Prolongez l'entretien sur le marché de l'art et le surréalisme en reprenant juste après sa dernière phrase.

Extrait:
######

À titre d’exemple, notre meilleure vente aux enchères, réalisée en octobre 2024, est un chef d’œuvre de Magritte. La Reconnaissance Infinie, peinte en 1933, s’est vendue 10 350 000 millions de livres (environ 12 millions d’euros, ndlr) à Christie’s Londres et provient d’une collection monégasque.

Comment expliquez-vous la résurgence du surréalisme après cette année du centenaire du manifeste d’André Breton ?
Avec son exploration de l’inconscient, du rêve et de l’imaginaire, le surréalisme résonne particulièrement avec notre époque marquée par les bouleversements sociaux, technologiques et politiques. Ce mouvement important a aussi durablement marqué les arts visuels, la littérature, le cinéma, la philosophie jusqu’à la mode et le design. Pour le marché de l’art c’est une valeur sûre autant pour les amateurs que pour les investisseurs en raison de son héritage historique solide et son esthétique si particulière. L’Empire des Lumières de Magritte s’est vendu 121 millions de dollars en novembre à New York, soit le lot le plus cher de l’année !
Le calendrier culturel monégasque crée-t-il des synergies avec votre activité ?
Plus les gens apprécient l’art, plus ils peuvent avoir envie de s’en entourer chez eux. La Principauté bénéficie d’une programmation culturelle riche et internationale, avec des évènements majeurs comme le Monaco Yacht Show, le Grand Prix de Formule 1, les expositions au Nouveau Musée National, au Grimaldi Forum, Art Monte-Carlo ou encore Monaco Art Week qui attirent un public cosmopolite, cultivé et fortuné. Ces évènements créent des synergies importantes avec Christie’s en nous permettant de rencontrer des collectionneurs et de mettre en valeur des œuvres en lien avec les thématiques culturelles du moment.
Quelles sont les tendances montantes actuellement ?
Les artistes femmes sont très en vogue ! Entre 2017 et 2023, les ventes des huit principales femmes surréalistes – portées par Leonora Carrington et Remedios Varo – ont augmenté de 150% par an en moyenne, et en 2024 c’est 159% de progression !
Les minorités veulent aussi voir leur identité reconnue, raison pour laquelle l’art africain par exemple prend de l’importance. Il se marie très bien avec différents styles. Un Lucio Fontana devant une sculpture africaine sur un meuble Louis XV, ça peut très bien fonctionner ! Les collectionneurs monégasques sont ouverts d’esprit et suivent ces tendances.

######

Liste des entrées:
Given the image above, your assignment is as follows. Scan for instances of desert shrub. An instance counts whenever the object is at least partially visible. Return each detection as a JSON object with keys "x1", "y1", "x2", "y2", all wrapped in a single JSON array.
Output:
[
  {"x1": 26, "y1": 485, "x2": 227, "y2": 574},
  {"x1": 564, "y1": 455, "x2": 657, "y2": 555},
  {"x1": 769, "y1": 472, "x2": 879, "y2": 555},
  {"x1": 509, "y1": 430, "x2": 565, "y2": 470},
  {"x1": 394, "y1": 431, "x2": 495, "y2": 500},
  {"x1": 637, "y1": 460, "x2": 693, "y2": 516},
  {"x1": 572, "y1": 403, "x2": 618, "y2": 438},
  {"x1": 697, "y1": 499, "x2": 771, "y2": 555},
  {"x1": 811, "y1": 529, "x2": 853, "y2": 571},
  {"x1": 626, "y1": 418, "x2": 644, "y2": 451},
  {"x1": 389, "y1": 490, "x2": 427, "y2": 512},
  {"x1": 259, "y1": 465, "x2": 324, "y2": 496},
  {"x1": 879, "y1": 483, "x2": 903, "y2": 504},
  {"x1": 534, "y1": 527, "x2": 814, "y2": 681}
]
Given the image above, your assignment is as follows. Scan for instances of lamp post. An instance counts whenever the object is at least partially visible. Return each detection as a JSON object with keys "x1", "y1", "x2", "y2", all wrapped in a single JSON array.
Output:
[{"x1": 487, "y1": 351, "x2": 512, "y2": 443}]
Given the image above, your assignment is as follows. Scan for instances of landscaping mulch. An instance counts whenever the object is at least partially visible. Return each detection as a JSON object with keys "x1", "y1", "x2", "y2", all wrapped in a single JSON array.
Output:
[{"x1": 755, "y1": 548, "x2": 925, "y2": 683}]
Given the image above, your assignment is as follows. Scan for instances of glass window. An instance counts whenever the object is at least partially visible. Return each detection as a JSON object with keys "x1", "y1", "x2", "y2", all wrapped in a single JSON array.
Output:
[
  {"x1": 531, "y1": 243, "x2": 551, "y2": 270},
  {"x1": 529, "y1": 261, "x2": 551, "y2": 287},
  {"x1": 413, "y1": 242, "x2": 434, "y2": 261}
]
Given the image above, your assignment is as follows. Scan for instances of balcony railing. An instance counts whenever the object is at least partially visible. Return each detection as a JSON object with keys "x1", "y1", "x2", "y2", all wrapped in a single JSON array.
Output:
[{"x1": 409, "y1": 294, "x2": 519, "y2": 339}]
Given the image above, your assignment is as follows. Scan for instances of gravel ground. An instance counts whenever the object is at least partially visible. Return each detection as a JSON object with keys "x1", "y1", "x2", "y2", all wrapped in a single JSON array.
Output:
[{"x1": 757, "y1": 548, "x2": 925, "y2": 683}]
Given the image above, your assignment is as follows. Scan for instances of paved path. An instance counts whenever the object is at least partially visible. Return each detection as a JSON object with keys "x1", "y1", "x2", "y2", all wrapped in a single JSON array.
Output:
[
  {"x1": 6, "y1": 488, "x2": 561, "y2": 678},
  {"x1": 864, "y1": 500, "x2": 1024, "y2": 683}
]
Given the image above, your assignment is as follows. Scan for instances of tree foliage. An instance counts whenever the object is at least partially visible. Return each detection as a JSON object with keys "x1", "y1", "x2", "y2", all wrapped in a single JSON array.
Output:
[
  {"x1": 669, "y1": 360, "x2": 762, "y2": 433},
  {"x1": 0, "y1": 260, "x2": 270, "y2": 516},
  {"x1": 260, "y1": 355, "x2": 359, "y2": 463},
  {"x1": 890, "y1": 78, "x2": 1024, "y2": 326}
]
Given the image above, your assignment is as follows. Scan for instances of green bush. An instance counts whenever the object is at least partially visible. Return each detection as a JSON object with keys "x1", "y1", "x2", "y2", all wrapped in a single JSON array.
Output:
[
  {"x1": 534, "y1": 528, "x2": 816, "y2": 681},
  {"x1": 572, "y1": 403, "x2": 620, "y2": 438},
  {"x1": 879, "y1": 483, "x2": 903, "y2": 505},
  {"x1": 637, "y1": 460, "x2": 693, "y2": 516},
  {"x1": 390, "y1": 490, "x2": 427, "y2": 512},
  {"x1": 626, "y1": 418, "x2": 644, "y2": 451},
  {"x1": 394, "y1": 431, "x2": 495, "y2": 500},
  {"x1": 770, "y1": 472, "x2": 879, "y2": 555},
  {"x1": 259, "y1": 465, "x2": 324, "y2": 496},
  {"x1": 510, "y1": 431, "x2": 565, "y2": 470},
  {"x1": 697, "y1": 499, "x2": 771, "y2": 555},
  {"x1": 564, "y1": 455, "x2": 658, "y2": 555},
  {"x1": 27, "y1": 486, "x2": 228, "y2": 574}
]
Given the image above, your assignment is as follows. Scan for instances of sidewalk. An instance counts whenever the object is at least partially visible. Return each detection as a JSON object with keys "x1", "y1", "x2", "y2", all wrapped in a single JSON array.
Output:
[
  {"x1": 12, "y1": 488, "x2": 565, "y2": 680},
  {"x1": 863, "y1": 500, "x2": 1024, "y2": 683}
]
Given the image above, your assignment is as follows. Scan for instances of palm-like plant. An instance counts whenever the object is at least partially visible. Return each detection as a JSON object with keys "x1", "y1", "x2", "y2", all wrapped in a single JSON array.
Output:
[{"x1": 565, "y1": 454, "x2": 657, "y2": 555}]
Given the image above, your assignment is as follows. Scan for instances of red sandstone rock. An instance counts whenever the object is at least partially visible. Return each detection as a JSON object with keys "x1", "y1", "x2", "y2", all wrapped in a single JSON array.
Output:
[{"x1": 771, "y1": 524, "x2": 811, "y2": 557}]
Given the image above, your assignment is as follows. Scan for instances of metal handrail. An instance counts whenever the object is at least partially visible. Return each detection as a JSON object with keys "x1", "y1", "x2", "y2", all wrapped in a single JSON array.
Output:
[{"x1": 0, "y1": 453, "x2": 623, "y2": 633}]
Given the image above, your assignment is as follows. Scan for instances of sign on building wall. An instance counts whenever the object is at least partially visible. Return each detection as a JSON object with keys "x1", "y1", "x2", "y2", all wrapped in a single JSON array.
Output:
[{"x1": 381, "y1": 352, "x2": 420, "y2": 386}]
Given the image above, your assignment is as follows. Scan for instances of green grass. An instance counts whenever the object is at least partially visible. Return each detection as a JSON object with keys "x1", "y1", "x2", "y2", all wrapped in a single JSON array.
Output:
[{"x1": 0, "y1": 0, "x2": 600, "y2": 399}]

######

Réponse:
Après deux décennies dans ce métier, qu’est-ce qui continue à vous passionner ?
Dans un univers toujours plus digitalisé, les personnes cherchent à renouer avec l’aspect matériel physique des objets et des relations. Dans mon métier, la technologie facilite, mais la relation humaine fidélise. On dit souvent que nous sommes au carrefour des trois « D » : dettes, divorce, décès et je rajouterais aussi décoration. Mais derrière chaque œuvre se trouve une histoire, une famille, une passion, parfois même un secret ou un héritage. Avoir le privilège de faire le lien entre ces histoires et ceux qui vont les poursuivre est une source constante d’émerveillement. À Monaco, cette relation intergénérationnelle est particulièrement forte.
En tant que représentante de Christie’s et consul honoraire de Belgique, vous incarnez le caractère international de Monaco. Comment ces deux rôles se complètent-ils aujourd’hui ?
C’est un double rôle fascinant. D’un côté, le travail de consul est plutôt réactif – je traite les questions administratives des Belges résidents, j’organise des événements pour la communauté. De l’autre, Christie’s demande d’être plus créative et proactive. Bien qu’ils soient distincts, les deux partagent des valeurs communes : l’ouverture vers le monde et le rayonnement culturel. J’aime mettre en lumière les talents belges en Principauté, comme les quatre danseurs des Ballets de Monte-Carlo, dont trois viennent d’Anvers, ma ville natale.